Request: Could you rewrite everything from the line containing "Target: distant hillside" down to the end of the records below, requests included, with each coordinate in the answers multiplied by 1.2 and rounded to a whole number (halves up)? Give only those lines.

>> START Input material

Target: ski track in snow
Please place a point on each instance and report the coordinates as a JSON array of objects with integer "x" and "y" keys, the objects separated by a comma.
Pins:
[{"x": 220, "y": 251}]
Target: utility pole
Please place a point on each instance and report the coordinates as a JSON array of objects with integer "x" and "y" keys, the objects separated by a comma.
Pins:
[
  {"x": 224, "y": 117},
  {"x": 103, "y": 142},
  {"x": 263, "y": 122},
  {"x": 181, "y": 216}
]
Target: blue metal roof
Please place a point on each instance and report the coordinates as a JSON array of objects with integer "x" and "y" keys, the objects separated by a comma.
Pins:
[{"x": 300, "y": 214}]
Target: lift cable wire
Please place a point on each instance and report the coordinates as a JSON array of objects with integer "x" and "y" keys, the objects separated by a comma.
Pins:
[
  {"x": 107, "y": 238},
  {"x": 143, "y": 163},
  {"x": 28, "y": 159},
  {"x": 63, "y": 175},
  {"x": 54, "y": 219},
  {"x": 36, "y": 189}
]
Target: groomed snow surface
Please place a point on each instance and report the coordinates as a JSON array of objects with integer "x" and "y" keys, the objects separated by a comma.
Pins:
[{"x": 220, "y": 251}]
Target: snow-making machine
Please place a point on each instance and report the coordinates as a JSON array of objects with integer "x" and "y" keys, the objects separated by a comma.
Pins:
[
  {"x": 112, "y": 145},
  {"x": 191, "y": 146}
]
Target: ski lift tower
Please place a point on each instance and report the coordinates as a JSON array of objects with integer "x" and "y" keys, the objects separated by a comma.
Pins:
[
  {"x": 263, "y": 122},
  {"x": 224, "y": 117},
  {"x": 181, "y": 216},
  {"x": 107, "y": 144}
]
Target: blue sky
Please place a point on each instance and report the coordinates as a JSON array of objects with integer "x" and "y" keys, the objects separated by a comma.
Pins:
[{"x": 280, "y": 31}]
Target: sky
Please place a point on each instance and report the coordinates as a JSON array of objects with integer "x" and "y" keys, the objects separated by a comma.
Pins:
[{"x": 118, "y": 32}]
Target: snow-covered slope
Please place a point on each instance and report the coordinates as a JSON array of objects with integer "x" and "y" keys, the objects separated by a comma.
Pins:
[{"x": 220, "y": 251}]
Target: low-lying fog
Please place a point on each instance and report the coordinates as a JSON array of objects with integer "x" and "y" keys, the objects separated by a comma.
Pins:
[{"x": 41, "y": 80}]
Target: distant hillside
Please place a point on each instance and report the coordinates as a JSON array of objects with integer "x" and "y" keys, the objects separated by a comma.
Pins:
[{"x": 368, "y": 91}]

>> END Input material

Response for this exercise:
Target: distant hillside
Please place a point on each instance and report the coordinates as a JSON array of objects with integer "x" and "y" keys, the objects separated by a comma.
Pins:
[{"x": 442, "y": 109}]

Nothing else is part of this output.